THE PROBLEM: Before you finish, make sure every line below has been written out exactly.

DATA:
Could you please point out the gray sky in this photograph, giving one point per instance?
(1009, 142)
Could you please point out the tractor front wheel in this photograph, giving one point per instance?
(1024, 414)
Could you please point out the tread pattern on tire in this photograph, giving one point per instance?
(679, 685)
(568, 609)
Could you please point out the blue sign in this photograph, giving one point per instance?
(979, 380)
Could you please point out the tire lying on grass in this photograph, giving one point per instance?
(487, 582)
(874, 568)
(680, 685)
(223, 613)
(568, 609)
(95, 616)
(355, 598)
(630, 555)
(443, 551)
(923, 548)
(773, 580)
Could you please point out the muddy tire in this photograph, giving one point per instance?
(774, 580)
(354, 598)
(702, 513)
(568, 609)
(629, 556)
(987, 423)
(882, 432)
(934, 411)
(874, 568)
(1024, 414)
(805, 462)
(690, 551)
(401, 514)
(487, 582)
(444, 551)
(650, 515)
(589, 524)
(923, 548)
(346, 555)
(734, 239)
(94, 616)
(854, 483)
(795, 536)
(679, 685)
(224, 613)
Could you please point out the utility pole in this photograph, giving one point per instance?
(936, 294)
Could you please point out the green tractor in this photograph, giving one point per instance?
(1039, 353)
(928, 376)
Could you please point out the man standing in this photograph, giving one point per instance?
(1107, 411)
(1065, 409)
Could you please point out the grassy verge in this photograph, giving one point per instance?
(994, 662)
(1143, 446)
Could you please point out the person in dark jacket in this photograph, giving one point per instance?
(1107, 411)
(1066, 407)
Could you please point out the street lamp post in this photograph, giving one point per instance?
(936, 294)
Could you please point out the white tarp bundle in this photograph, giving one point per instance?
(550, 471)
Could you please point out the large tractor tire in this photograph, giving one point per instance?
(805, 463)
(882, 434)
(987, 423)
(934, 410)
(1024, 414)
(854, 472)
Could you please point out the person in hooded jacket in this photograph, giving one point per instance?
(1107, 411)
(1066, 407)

EXPECTED ANSWER:
Could you please point out the gray sky in this photograph, giving one point per instance?
(1009, 142)
Could you please point out the tractor front wheel in this photograph, giving one point per instance?
(1024, 414)
Could you please point out the tread pattern on tire in this photograph, giving one point per instance?
(679, 685)
(568, 609)
Could you please point out the blue sign in this photograph, giving one point per instance?
(979, 380)
Could you please point out the tire lying on grass in this photograph, giving one point per instance?
(487, 582)
(874, 568)
(680, 685)
(223, 613)
(568, 609)
(95, 616)
(355, 598)
(630, 555)
(443, 551)
(923, 548)
(773, 580)
Could you please point out the muddy tire in this photograph, giving one point per instance?
(774, 580)
(354, 598)
(702, 513)
(568, 609)
(629, 556)
(987, 423)
(882, 432)
(934, 411)
(874, 568)
(1024, 414)
(805, 462)
(690, 551)
(401, 514)
(487, 582)
(444, 551)
(650, 515)
(589, 524)
(923, 548)
(346, 555)
(734, 239)
(94, 616)
(854, 483)
(795, 536)
(679, 685)
(224, 613)
Could you please point out the utility pole in this photograph, giving one point per instance?
(936, 294)
Could you please point out the green tractor in this photograph, giving one point per instance?
(1039, 353)
(928, 376)
Could you please point out the man standing in this photograph, giving one point per instance?
(1107, 411)
(1065, 409)
Could you please point out the grassy verge in this photograph, giving one point per instance?
(994, 662)
(1143, 446)
Could you please point out the person in dark jacket in this photograph, giving one point per instance?
(1107, 411)
(1066, 407)
Could you please point out the street lamp post in this photograph, giving one point per instance?
(936, 294)
Could you please point out the white tarp bundle in this photograph, giving one point per instance?
(550, 471)
Could you please point out the large tractor tire in this photograph, giving one point per instance?
(805, 463)
(882, 434)
(987, 423)
(934, 410)
(1024, 414)
(854, 472)
Could you please point out the person in hooded jacket in this photograph, giving one point per instance?
(1107, 411)
(1066, 407)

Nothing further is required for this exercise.